-- start --
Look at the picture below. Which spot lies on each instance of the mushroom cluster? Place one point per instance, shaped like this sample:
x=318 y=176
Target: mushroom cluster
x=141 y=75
-- end --
-- start --
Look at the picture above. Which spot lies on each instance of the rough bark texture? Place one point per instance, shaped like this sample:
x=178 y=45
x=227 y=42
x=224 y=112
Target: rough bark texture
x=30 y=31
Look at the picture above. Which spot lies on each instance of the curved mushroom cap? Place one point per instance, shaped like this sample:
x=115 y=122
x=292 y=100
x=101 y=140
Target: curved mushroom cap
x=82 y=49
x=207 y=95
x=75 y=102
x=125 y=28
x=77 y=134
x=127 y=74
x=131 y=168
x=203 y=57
-- end --
EXERCISE TASK
How many lines in the records above contain the string "cluster", counting only matches with the same case? Reply with the number alone.

COMPLETE OUTPUT
2